▶ [WHAT TO DO]: Pick out every line in the records below that contains the word "Label", and copy each one in full.

▶ [DATASET CONTENT]:

◆ ◆ ◆ ◆

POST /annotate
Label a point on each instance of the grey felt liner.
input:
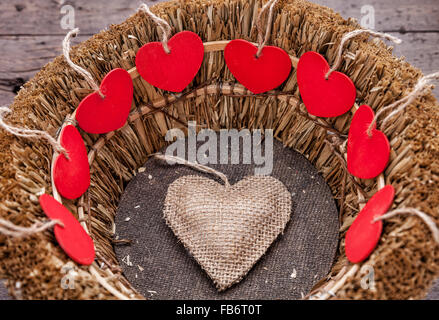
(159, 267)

◆ ◆ ◆ ◆

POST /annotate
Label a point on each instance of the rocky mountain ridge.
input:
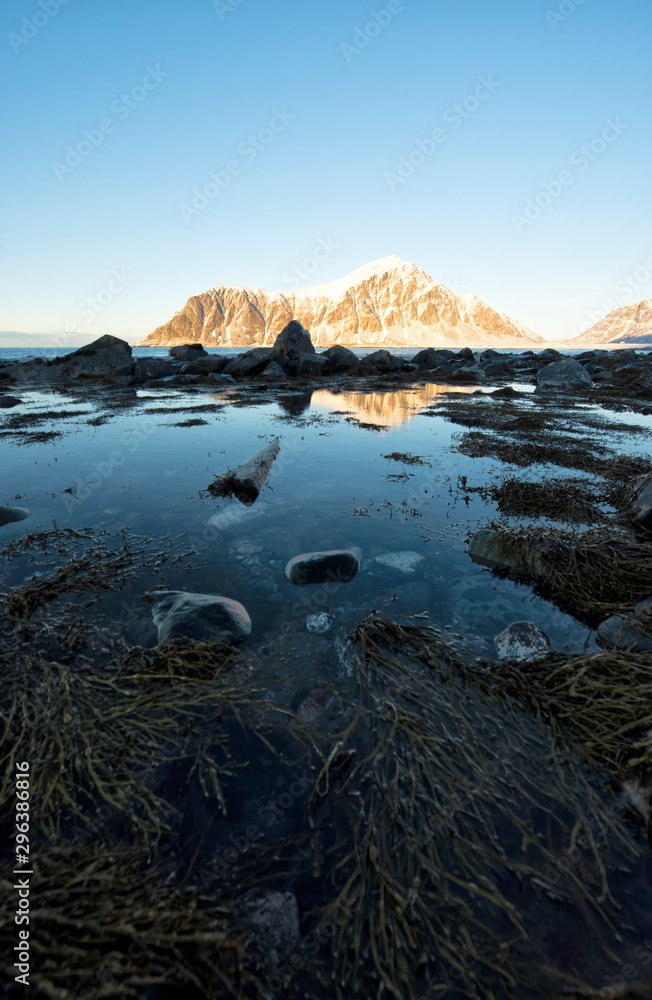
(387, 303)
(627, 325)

◆ ◆ ◆ ◆

▶ [RESPONSE]:
Label a point on each instance of the grey felt liner.
Label a point on each instance of the rocky mountain ridge.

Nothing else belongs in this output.